**AIM:**
Your task is to repeat the lines below exactly, excluding any pictures they contain.

**DATA ENTRIES:**

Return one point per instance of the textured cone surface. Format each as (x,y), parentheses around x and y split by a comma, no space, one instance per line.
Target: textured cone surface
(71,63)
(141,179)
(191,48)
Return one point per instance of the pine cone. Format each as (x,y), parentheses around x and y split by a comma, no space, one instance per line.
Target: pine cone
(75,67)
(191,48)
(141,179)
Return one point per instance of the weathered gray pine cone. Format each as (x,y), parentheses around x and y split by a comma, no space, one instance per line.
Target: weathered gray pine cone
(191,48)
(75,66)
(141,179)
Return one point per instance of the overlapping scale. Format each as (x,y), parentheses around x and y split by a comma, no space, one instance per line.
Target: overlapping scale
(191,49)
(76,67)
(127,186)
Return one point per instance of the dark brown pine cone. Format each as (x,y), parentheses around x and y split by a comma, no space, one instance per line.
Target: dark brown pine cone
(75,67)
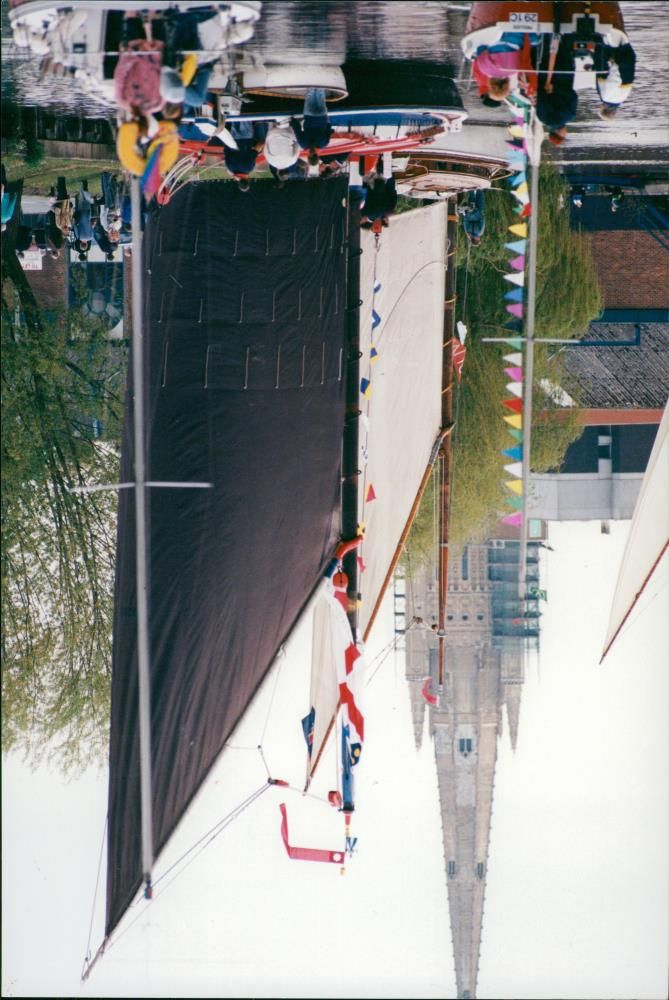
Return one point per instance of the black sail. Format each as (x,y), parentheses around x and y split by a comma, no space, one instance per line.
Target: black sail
(244,322)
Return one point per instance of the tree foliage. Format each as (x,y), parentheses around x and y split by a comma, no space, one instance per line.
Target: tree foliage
(568,299)
(60,376)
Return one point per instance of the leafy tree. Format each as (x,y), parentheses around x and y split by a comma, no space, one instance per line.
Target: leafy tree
(60,376)
(568,299)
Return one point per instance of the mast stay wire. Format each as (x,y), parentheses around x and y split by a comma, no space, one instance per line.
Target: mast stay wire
(87,956)
(198,847)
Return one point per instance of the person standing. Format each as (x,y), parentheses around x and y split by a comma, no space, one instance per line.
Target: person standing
(557,100)
(473,217)
(314,131)
(615,69)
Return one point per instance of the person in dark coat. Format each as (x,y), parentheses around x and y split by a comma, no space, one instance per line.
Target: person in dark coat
(557,100)
(101,237)
(379,202)
(314,131)
(473,218)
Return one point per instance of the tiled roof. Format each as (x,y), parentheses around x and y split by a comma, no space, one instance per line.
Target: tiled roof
(622,376)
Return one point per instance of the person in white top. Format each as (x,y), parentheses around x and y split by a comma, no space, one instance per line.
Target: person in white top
(614,78)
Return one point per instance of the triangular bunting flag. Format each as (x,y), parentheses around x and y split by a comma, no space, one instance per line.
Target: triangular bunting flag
(459,354)
(517,163)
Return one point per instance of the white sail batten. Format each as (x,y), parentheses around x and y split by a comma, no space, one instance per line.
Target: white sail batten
(143,659)
(648,538)
(401,417)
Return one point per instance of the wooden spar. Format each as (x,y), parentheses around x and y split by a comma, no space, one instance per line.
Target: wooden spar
(445,453)
(436,451)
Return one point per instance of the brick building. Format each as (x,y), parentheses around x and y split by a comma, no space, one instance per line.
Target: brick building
(623,377)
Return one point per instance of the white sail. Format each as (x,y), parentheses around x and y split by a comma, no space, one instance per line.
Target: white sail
(648,537)
(324,694)
(401,417)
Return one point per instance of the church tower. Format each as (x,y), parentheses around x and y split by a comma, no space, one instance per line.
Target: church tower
(484,670)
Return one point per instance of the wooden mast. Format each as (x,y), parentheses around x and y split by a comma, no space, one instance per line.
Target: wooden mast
(445,454)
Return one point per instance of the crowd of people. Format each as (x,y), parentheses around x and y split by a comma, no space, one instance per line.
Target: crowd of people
(77,222)
(543,70)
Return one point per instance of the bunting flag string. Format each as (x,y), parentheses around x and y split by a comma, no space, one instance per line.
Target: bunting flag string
(459,355)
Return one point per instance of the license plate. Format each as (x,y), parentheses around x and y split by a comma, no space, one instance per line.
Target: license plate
(524,19)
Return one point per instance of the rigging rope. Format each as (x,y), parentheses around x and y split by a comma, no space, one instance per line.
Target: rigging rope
(95,897)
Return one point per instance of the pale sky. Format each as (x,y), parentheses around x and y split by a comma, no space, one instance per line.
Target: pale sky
(576,902)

**EXPECTED OUTPUT:**
Return one point per instance of the textured cone surface. Format each as (x,y), parentheses around x and y split by a comma, no space, one instance per line.
Target: textured cone surface
(71,63)
(141,179)
(191,48)
Return one point per instance of the pine cone. Format each as (x,y), parentheses around x and y split by a comma, no space, one instance per line.
Target: pine cone
(75,67)
(191,48)
(141,179)
Return one point per instance of the weathered gray pine cone. Format each as (x,y), parentheses around x and y split by a comma, no space, one instance per line.
Target: weathered gray pine cone
(191,48)
(75,66)
(141,179)
Return one point per instance of the overlapping scale. Format each as (x,y), parentheses around x and y split by a comma, no space, one instance per line.
Target: overlapping scale
(191,49)
(76,67)
(127,186)
Return one point per instance of the dark brown pine cone. Format each as (x,y), parentheses around x and y split by a comma, no space, one instance per line.
Target: dark brown pine cone
(75,67)
Return one point per instance of the black sail. Format each as (x,y), parentheses around x and y split by a comma, no space, one instance per line.
Target: black sail
(244,322)
Return one point per instance of the tree foliage. Format each as (x,y), parentheses around x and y split by a comma, no space, one instance per line.
Target: tree foliage
(568,299)
(60,376)
Return one point per instance of the leafy tree. Format each as (x,y), parentheses around x and y split by a comma, no space, one instance per line.
Target: leafy tree
(60,376)
(568,299)
Return one point per instance of the mast stay wire. Format each as (x,y), parentheses around x and y split by a comma, no space, one instance per line.
Target: mast stay wire
(87,956)
(198,847)
Return one point per instance of the person standing. Format each as (x,y), parentheses around x and y split by a comma, no space, one instance per line.
Target: person standing
(557,100)
(473,217)
(314,131)
(615,69)
Return one point per instance of the person in dark coat. Format each as (x,y), parentheses around x and y split by a comma, no space, one instance per line.
Target: person in dark coat
(557,100)
(101,237)
(379,202)
(314,131)
(473,218)
Return one point per instance of the tiled roof. Format each as (x,y), parentheses around x and y split by a comma, no space, one instance per line.
Target: tiled roof
(622,376)
Return one point per instance of the person in white top. Format each as (x,y), parentheses around x and y split by a comma, no space, one instance per line.
Target: person in white top
(614,78)
Return one point per instance of the triangular bunting flag. Format each as (x,y), parentheses around x and y split by a comma, no space, one instance per line.
Target: triangular bunting flag
(459,354)
(517,163)
Return one point per instance of the white sail batten. Format each as (x,y), parentheses around x and y split by a comma, no space, one instance per line.
Target: white sail batten
(143,659)
(648,538)
(401,417)
Return one point per instance of the wooden spar. Format each as (x,y), parentheses around x and y split by a comma, no space, one instance per line.
Target: wooden spar
(445,453)
(436,451)
Return one point per instance of the brick building. Format each as (x,y), parentheses around x and y split by a comma, no space, one instance per line.
Target: brick building
(623,377)
Return one point per instance of the white sail. Format each as (x,y), parentheses around x and y split by a comma, no space, one instance per line.
Target: white sail
(648,537)
(324,694)
(401,417)
Return one point per instance of the church tower. Format each as (x,y), parentheses around x and y split by a comma, no space, one instance per line.
Target: church tower
(484,670)
Return one point per instance of the wooden mast. Format each as (x,y), parentheses around x and y split by a comma, no space, one instance per line.
Target: wooden mast
(445,454)
Return one point per instance of the crowd of people. Format each as (x,y), parentheses around x and y split by a comma, no space, one instance per line.
Target: crowd of people
(77,222)
(543,70)
Return one point per instance of the bunting flag string. Format each as (x,y), parentheses around x and y split by a comma, no space, one instance per line.
Target: bunting flag string
(459,355)
Return one point per instance of the license plate. Format each as (x,y), parentheses around x and y split by a comma, no space, one instance per line.
Target: license plate
(524,19)
Return one point per instance of the rigging rope. Format each as (x,y), parentheses around x and y split by a comma, no space, one instance per line.
Target: rigging rope
(95,897)
Return one point per instance of the pale sky. Format each as (x,y), parentheses around x and y split by a comma, no space, one instance per line.
Target: pale sky
(576,902)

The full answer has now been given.